THE PROBLEM: List every line in the listing below that contains the word "fish", matching its case exactly.

ROWS:

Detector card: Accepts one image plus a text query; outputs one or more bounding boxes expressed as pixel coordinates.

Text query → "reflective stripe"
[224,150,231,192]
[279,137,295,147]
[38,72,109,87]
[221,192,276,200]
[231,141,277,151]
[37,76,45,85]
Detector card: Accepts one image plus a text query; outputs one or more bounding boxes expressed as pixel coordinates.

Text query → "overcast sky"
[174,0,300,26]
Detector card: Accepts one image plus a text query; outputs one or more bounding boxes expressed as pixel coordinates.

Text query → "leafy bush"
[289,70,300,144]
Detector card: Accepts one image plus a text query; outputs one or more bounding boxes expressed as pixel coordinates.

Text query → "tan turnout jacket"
...
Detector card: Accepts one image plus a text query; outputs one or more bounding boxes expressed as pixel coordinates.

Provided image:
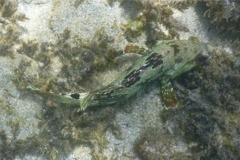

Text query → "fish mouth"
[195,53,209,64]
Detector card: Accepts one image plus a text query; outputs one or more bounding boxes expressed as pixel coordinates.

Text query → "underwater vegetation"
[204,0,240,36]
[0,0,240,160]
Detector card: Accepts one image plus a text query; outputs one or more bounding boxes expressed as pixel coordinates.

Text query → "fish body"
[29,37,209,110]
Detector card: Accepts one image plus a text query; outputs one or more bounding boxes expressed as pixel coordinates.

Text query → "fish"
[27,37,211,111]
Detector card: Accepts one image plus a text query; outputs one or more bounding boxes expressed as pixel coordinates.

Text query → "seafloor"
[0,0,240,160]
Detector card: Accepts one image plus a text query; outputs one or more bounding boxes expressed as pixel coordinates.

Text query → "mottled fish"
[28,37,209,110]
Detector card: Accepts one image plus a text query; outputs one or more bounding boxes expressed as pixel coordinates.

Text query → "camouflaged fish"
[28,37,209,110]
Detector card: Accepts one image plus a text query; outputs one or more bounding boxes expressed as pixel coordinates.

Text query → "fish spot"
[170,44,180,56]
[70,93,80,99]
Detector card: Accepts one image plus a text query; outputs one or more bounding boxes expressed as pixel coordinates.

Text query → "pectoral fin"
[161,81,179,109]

WRITTEN RESPONSE:
Text query → "fish mouth"
Text query → "fish body"
Text query → "fish"
Text query → "mottled fish"
Text query → "camouflaged fish"
Text query → "fish spot"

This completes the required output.